● **Dataset entries**:
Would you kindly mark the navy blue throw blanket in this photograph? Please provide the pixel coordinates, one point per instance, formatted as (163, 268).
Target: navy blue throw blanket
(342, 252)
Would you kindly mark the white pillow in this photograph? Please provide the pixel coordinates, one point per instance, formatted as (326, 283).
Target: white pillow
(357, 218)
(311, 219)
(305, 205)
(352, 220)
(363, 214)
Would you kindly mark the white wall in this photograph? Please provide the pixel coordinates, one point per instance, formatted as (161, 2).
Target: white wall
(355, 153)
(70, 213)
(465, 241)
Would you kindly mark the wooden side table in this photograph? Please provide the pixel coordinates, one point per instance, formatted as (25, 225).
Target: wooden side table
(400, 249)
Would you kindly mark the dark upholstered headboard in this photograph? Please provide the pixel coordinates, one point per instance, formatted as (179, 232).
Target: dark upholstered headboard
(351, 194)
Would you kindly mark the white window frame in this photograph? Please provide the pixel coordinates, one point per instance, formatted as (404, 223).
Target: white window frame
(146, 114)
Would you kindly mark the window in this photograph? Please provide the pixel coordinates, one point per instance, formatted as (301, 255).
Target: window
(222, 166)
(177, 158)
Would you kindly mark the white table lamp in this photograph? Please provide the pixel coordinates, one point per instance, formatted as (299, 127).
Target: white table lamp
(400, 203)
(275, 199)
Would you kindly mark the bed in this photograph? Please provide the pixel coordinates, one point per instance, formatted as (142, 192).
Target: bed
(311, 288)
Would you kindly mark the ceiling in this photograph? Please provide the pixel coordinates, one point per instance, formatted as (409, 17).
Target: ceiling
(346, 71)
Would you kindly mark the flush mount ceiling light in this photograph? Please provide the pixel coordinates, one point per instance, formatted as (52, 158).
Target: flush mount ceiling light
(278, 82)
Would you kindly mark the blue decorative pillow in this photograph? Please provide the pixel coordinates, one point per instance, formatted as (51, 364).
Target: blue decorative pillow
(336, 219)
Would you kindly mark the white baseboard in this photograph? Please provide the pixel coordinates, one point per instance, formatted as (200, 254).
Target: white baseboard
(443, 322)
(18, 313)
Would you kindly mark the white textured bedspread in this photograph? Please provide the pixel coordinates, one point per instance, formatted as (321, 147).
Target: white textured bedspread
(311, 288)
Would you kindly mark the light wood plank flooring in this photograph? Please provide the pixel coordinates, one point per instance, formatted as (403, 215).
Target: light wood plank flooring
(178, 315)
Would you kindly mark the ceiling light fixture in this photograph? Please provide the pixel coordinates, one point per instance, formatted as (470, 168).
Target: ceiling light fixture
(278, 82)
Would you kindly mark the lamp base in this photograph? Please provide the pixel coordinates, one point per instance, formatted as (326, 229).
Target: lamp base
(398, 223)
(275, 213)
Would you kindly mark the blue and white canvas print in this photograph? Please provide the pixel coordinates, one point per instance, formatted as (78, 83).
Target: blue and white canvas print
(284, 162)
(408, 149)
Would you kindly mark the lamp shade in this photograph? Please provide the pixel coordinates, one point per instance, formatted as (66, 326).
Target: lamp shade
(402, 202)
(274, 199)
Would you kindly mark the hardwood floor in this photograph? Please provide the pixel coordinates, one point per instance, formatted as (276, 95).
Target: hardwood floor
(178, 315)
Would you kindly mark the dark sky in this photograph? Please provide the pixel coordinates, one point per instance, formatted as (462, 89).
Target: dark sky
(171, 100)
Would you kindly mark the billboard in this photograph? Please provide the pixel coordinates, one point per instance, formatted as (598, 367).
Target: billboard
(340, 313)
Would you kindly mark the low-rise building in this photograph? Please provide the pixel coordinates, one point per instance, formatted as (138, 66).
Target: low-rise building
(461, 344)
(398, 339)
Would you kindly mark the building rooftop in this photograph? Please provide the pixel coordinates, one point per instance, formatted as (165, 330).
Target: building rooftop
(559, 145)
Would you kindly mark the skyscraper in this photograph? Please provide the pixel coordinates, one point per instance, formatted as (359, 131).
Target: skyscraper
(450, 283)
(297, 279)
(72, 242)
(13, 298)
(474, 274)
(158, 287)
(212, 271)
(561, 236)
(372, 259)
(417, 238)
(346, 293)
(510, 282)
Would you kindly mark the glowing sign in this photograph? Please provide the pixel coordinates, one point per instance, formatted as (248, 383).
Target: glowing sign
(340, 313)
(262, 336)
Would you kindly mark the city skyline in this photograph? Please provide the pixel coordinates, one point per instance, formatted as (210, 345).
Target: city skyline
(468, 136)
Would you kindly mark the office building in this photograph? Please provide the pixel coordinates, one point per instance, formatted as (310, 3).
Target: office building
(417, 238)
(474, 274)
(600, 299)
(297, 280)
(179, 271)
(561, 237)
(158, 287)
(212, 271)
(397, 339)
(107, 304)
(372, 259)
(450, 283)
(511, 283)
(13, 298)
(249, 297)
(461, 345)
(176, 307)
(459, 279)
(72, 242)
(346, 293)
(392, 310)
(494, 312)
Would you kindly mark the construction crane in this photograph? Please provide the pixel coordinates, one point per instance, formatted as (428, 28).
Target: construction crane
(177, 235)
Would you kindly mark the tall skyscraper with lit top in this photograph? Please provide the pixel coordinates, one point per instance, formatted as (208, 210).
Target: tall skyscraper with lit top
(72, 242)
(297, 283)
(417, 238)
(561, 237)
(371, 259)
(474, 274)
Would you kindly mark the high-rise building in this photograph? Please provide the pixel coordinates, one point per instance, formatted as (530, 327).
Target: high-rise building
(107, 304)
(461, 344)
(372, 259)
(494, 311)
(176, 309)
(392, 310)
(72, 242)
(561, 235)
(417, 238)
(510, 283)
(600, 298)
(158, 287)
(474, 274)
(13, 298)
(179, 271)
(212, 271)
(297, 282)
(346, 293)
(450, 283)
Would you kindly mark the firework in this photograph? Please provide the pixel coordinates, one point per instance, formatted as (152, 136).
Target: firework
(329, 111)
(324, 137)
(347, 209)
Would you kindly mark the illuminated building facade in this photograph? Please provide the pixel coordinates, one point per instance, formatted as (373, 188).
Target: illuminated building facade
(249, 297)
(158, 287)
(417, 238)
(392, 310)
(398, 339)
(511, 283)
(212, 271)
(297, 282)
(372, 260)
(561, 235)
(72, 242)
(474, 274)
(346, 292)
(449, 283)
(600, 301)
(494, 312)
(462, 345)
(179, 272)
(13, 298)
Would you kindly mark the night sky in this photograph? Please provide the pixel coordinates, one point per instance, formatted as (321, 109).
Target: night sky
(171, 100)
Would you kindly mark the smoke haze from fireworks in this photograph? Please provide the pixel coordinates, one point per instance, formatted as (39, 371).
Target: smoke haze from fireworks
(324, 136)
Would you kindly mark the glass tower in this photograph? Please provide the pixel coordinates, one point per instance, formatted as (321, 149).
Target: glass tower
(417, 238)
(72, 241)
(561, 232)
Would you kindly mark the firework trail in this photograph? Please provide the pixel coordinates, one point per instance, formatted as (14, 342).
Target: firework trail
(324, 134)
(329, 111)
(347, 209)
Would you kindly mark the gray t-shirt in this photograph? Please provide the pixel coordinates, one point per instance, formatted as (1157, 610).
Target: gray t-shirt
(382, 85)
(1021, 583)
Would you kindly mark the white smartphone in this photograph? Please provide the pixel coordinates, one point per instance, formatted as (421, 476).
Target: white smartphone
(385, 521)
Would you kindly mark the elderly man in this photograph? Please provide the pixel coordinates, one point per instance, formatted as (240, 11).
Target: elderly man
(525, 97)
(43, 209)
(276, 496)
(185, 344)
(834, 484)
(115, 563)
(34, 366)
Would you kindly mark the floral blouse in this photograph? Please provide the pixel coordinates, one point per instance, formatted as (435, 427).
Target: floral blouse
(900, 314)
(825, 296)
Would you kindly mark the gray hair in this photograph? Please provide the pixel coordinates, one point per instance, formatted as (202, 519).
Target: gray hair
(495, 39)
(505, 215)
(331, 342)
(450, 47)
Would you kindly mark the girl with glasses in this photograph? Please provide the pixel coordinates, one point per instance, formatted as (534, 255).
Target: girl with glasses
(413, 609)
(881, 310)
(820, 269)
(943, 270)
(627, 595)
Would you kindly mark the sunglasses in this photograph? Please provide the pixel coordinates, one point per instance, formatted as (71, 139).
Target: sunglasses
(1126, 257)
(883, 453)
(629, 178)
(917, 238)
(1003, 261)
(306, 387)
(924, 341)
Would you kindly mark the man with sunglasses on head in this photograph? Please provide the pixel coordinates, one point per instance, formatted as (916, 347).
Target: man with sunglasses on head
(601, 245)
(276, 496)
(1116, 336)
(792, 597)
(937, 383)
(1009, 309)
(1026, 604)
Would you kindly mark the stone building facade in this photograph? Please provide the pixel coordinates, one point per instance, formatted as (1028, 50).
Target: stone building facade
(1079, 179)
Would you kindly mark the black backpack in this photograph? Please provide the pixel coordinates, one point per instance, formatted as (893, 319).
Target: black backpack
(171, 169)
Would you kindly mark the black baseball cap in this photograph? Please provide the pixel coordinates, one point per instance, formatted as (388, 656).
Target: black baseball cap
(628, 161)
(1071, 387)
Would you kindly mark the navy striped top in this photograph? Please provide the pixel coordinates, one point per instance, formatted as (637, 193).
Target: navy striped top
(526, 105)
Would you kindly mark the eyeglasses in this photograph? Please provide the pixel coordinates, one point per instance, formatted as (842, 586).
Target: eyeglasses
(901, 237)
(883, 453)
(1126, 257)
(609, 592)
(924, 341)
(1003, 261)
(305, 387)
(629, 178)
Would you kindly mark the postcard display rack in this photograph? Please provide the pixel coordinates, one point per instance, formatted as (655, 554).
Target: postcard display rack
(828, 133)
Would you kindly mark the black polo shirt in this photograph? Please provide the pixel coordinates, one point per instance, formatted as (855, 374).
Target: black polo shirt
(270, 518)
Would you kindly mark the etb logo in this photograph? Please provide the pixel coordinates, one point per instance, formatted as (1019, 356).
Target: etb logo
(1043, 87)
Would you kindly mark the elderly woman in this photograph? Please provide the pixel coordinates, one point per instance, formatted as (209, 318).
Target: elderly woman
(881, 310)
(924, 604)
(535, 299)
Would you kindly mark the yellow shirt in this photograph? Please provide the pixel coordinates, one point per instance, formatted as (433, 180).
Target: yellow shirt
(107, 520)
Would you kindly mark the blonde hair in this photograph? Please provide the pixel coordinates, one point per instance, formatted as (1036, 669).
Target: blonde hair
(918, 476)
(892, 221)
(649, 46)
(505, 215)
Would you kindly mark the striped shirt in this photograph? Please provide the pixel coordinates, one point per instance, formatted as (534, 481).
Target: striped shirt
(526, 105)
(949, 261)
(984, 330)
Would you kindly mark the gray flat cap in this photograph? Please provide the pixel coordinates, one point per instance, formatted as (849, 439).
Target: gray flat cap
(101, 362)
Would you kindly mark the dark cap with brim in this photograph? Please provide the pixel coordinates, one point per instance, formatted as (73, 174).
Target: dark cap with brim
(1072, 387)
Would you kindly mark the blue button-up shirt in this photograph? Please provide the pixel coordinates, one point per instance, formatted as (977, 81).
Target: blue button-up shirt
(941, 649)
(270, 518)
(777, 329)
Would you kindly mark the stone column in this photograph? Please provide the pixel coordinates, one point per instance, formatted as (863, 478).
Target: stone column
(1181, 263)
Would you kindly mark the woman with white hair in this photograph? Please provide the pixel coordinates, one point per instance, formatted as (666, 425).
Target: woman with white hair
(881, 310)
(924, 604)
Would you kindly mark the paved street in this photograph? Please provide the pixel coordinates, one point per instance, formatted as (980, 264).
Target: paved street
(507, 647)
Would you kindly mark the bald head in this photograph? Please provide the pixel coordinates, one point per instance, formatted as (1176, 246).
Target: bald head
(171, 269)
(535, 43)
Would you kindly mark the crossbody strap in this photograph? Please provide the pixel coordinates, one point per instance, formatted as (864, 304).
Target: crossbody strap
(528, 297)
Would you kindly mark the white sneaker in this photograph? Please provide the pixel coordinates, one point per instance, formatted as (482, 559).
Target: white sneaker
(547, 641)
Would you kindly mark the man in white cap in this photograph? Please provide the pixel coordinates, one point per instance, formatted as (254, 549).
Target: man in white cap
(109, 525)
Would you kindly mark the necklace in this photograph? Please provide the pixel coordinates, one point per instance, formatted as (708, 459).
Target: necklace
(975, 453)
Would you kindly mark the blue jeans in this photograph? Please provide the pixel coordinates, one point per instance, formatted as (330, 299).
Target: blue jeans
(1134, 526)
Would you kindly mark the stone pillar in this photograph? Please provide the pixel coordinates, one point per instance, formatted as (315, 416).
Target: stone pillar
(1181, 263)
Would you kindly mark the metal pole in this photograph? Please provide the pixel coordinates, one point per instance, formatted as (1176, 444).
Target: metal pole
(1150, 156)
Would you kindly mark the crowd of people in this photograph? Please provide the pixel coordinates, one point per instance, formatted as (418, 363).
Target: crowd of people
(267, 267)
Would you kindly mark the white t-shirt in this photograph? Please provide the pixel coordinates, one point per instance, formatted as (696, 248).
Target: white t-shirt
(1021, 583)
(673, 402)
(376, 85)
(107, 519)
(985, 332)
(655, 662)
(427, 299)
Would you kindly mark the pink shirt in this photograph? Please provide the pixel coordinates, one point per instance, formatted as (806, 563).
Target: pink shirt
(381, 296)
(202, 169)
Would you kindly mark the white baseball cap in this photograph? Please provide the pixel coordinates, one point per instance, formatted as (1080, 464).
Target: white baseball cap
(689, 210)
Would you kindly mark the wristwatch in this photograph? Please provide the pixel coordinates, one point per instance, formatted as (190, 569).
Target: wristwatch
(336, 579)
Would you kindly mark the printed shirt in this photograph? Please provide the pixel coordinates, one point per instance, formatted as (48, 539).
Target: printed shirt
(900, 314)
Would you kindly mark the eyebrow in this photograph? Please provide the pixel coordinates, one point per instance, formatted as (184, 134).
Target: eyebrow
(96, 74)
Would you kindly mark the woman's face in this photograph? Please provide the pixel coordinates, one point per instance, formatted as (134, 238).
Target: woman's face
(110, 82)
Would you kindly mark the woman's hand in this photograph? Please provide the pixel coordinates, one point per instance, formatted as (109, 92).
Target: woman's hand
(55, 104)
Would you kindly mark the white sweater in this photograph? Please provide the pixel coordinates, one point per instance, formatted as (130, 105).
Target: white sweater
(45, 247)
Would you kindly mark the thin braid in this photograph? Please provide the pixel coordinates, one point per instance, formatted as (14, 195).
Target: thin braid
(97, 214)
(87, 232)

● **Description of the task**: Each line above from the one with "Would you kindly mark the elderly woman" up to and including the one with "Would you kindly mark the yellow" must be set down exactly, and no line outside that span may appear.

● **Solution to the problem**:
Would you kindly mark the elderly woman in this photograph? Please provide the pixel coordinates, one point per instance, formatted as (209, 318).
Target: elderly woman
(881, 310)
(924, 604)
(535, 299)
Would you kindly mark the yellow shirt in this photograph? Please provide the pixel coordinates, one point per instance, formatted as (433, 180).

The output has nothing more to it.